## DATA ROWS
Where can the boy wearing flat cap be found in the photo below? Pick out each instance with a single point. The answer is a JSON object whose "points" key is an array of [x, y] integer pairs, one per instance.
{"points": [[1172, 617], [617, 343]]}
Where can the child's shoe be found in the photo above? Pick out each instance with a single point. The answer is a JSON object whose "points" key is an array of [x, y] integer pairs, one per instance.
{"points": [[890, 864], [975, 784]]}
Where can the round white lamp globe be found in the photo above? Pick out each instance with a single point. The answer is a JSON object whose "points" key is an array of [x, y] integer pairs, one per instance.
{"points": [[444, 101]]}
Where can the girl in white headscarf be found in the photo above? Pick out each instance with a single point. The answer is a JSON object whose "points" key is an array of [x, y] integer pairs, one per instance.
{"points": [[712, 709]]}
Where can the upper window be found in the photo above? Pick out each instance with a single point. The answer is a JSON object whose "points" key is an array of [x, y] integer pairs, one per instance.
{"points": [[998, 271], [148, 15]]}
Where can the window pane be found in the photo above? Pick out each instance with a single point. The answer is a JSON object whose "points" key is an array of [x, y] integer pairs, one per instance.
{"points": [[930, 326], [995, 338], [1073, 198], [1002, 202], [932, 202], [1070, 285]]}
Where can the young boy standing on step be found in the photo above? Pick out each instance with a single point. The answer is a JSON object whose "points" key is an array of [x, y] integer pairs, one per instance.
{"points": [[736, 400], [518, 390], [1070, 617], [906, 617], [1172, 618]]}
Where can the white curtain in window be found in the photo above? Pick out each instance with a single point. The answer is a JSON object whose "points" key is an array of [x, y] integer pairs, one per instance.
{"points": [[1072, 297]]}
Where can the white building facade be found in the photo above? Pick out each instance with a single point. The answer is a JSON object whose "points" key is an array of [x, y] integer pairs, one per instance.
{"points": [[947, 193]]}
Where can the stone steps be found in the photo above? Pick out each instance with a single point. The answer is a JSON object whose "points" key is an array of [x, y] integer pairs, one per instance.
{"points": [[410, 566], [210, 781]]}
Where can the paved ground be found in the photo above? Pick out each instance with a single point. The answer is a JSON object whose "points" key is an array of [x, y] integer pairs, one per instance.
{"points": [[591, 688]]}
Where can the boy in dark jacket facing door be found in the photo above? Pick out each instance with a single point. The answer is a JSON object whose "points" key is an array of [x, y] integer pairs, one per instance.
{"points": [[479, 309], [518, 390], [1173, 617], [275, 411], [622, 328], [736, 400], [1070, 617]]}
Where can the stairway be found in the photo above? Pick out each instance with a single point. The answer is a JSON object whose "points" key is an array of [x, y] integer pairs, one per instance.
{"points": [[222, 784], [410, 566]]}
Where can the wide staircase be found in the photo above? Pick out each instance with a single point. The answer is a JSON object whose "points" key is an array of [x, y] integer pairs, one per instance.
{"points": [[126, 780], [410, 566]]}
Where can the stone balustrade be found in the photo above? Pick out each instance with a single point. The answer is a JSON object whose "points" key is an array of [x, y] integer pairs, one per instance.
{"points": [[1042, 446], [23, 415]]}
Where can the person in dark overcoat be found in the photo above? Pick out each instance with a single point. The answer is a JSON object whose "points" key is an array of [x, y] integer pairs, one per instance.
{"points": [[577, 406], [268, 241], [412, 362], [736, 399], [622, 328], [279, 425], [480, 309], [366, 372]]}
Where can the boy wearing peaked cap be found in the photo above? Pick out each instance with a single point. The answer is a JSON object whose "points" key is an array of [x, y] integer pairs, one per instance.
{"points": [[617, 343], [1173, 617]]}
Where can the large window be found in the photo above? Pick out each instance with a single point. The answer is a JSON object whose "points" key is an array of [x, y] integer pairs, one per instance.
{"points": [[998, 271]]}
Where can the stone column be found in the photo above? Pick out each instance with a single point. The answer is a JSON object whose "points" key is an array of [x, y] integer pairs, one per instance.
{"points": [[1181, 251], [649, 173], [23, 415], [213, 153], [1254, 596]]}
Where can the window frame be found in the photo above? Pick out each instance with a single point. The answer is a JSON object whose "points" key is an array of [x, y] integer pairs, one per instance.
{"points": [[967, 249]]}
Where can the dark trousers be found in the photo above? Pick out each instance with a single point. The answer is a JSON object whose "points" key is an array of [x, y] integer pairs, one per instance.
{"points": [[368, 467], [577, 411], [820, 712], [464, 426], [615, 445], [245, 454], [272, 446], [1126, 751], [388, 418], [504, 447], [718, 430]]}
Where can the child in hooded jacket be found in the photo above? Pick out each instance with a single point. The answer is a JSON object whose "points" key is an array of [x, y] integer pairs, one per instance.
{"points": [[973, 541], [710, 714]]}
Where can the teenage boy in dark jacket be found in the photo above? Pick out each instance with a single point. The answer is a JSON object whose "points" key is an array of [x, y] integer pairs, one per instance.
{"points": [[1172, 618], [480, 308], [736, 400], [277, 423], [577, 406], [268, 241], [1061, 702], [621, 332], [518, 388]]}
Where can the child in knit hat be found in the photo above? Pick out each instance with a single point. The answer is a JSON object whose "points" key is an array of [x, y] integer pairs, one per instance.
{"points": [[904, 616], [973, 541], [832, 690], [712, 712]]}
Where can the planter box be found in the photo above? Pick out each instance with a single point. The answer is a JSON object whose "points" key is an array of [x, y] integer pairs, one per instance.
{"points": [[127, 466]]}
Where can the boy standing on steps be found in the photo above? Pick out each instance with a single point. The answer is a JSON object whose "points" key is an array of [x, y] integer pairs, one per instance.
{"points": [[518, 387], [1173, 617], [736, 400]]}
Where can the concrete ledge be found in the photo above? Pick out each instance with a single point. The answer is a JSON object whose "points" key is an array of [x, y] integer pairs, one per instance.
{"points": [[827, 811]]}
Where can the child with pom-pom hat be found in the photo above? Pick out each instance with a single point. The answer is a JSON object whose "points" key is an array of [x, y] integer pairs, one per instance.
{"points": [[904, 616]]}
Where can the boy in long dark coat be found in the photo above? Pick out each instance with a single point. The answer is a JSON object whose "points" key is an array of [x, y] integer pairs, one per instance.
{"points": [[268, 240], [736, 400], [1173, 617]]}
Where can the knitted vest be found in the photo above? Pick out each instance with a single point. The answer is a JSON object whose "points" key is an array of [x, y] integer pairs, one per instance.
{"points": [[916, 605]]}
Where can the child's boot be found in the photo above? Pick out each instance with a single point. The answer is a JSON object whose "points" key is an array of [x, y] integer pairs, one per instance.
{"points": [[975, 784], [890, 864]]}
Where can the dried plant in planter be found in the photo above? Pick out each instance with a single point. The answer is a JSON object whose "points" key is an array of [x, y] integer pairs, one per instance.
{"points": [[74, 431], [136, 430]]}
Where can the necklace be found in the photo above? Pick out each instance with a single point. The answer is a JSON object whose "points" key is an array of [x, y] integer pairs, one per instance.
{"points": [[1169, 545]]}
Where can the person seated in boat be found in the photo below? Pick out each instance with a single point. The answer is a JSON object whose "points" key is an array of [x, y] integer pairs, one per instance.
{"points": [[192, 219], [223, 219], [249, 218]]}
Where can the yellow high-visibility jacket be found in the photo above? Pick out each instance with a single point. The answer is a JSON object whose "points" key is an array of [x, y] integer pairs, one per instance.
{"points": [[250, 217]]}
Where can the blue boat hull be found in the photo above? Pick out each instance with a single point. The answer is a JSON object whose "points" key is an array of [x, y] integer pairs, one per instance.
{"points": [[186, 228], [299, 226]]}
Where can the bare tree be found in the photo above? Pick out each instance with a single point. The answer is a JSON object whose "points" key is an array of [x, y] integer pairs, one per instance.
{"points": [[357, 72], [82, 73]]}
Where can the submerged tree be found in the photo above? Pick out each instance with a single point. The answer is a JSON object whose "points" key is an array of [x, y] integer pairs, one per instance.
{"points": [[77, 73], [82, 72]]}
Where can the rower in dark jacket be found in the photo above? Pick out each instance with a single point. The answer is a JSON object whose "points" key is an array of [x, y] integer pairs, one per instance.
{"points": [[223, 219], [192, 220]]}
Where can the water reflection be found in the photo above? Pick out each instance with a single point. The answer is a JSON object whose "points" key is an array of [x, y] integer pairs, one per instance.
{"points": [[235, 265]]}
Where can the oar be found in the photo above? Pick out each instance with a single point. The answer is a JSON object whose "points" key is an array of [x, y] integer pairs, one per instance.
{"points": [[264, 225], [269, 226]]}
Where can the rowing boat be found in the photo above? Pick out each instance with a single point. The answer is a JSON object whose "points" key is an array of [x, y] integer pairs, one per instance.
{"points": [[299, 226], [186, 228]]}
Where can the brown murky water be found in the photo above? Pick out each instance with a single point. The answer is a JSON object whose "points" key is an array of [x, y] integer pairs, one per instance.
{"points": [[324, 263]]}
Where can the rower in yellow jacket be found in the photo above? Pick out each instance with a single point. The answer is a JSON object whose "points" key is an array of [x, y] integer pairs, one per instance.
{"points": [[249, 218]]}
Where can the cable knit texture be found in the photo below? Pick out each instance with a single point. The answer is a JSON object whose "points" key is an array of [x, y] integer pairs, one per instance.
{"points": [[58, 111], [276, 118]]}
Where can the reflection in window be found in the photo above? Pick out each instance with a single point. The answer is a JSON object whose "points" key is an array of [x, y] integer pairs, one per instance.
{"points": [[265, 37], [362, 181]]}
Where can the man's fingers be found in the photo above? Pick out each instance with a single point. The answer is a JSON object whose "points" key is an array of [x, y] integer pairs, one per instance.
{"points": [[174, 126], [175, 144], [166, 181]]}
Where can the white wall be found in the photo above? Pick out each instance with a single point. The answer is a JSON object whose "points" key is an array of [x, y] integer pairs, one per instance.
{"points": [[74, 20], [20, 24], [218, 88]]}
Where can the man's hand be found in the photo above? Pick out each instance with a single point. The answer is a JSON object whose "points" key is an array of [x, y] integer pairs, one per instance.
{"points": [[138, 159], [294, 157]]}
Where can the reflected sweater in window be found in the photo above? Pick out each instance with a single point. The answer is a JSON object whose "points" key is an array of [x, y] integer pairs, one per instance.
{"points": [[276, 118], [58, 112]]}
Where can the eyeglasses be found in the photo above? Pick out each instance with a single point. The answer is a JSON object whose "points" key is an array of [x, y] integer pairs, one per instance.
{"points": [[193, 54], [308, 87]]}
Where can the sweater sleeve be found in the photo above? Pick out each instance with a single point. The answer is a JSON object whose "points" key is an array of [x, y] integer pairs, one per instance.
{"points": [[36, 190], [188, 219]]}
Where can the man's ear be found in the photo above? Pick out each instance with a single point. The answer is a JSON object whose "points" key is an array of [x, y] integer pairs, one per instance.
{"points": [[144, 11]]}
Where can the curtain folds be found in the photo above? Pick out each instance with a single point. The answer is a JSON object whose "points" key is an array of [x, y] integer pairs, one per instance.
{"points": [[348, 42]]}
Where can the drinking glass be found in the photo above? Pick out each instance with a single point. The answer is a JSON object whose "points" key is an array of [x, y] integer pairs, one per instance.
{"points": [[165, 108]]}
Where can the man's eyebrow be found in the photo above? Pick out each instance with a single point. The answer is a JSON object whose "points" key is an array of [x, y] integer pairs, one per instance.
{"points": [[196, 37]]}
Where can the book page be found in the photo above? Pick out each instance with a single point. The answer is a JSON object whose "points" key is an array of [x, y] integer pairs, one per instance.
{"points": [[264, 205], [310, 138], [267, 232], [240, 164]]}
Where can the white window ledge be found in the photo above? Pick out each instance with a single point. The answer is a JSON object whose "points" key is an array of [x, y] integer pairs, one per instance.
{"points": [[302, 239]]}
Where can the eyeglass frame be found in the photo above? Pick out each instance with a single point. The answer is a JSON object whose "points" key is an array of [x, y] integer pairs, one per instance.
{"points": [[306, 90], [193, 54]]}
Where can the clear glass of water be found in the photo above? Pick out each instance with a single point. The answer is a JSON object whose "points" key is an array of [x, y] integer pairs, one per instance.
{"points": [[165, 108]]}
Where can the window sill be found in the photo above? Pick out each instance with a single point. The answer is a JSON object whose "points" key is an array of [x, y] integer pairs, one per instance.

## GOAL
Transcribe exactly the line containing "Where can the white window" and all remaining lines of the material, ending with the last one.

## COMPLETE OUTPUT
Where can the white window ledge be found in the photo above? Pick out each instance with a single point. The answer is a JSON object whose "points" key is an array of [x, y] integer pairs, one per instance.
{"points": [[302, 239]]}
Where can the eyeglass frame be found in the photo above? Pick out each instance with a single point. The answer is a JSON object whose "points" key is an array of [x, y] integer pairs, one per instance.
{"points": [[306, 90], [193, 54]]}
Where can the clear glass of water be found in the photo above? Pick out each instance with a single point. The answer is a JSON object whose "points" key is an array of [x, y] integer pairs, one per instance.
{"points": [[165, 108]]}
Where can the window sill be found in the photo above? Pick out each instance with a single point. The answer is a JSON object whose "points" key is an array of [x, y] integer pairs, one per instance.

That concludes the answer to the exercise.